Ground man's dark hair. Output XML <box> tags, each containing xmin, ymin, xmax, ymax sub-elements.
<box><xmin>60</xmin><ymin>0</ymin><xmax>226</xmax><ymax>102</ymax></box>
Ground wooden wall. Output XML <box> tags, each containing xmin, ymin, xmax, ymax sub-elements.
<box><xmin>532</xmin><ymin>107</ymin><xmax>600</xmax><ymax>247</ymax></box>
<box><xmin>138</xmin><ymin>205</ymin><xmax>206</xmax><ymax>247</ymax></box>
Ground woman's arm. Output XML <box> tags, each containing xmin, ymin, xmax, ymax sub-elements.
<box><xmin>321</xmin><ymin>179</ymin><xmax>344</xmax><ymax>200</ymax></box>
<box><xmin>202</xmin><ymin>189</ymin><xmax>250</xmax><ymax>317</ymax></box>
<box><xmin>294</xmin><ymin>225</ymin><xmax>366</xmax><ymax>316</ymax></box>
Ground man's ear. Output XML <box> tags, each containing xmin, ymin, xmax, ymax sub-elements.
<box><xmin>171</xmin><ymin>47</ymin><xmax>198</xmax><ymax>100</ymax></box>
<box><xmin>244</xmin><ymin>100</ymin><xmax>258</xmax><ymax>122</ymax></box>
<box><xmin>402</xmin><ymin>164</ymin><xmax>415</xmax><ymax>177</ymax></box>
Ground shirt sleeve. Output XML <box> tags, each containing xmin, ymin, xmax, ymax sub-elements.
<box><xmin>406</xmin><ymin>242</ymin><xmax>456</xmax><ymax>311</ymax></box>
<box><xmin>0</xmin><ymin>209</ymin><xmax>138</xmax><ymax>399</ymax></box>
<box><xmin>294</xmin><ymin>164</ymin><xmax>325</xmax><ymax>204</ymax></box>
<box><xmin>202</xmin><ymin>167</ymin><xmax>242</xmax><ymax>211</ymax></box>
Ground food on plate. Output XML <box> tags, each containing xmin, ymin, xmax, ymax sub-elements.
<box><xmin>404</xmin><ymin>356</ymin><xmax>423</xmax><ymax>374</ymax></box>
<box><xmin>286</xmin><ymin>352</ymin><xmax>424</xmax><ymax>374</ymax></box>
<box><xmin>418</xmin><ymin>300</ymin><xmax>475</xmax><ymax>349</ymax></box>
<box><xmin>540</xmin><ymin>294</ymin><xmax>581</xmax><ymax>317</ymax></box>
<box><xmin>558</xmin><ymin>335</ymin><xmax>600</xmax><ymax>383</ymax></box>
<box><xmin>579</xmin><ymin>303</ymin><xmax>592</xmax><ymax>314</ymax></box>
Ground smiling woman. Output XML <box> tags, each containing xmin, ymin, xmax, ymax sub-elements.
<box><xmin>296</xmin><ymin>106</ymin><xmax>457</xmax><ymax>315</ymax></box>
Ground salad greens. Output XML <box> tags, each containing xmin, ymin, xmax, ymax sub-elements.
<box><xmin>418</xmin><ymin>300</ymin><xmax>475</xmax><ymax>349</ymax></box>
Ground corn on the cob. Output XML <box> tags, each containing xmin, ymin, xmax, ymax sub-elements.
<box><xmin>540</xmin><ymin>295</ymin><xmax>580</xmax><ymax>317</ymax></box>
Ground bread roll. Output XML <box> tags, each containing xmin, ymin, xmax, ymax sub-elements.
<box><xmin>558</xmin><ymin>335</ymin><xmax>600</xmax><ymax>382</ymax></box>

- - -

__Task goal__
Copy the listing from the line containing "Ground food on" through the end of the listing, both ends included, and add 61 to every bounding box coordinate in the answers while keeping the requests unchanged.

__The reply__
Ground food on plate. Output XML <box> tags, each containing xmin, ymin, xmax, ymax sub-elements.
<box><xmin>465</xmin><ymin>417</ymin><xmax>484</xmax><ymax>435</ymax></box>
<box><xmin>347</xmin><ymin>413</ymin><xmax>485</xmax><ymax>435</ymax></box>
<box><xmin>479</xmin><ymin>361</ymin><xmax>536</xmax><ymax>410</ymax></box>
<box><xmin>601</xmin><ymin>355</ymin><xmax>642</xmax><ymax>378</ymax></box>
<box><xmin>619</xmin><ymin>396</ymin><xmax>661</xmax><ymax>444</ymax></box>
<box><xmin>640</xmin><ymin>364</ymin><xmax>653</xmax><ymax>375</ymax></box>
Ground smiling woman. Output XML <box> tags, each containing xmin, ymin, xmax, ymax sub-elements.
<box><xmin>357</xmin><ymin>167</ymin><xmax>518</xmax><ymax>376</ymax></box>
Ground salad greens. Output XML <box> tags, each containing xmin, ymin, xmax, ymax sub-elements.
<box><xmin>479</xmin><ymin>361</ymin><xmax>536</xmax><ymax>410</ymax></box>
Ground corn on the cob. Output XML <box> tags, each containing xmin, ymin, xmax, ymax sub-elements.
<box><xmin>601</xmin><ymin>356</ymin><xmax>641</xmax><ymax>378</ymax></box>
Ground bread roll. Output XML <box> tags, each containing xmin, ymin, xmax, ymax sub-elements.
<box><xmin>619</xmin><ymin>396</ymin><xmax>661</xmax><ymax>443</ymax></box>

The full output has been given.